● WHAT IS REQUIRED:
Rewrite the records below, changing "dark frames" to "black frames" and leaving everything else as it is.

● GIVEN DATA:
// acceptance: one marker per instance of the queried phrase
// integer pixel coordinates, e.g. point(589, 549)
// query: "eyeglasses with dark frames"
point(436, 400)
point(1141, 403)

● RESULT FOR THIS TASK:
// acceptance: one marker per instance of the queried phrase
// integer pixel coordinates, e.g. point(589, 549)
// query: "eyeglasses with black frames"
point(436, 400)
point(1141, 403)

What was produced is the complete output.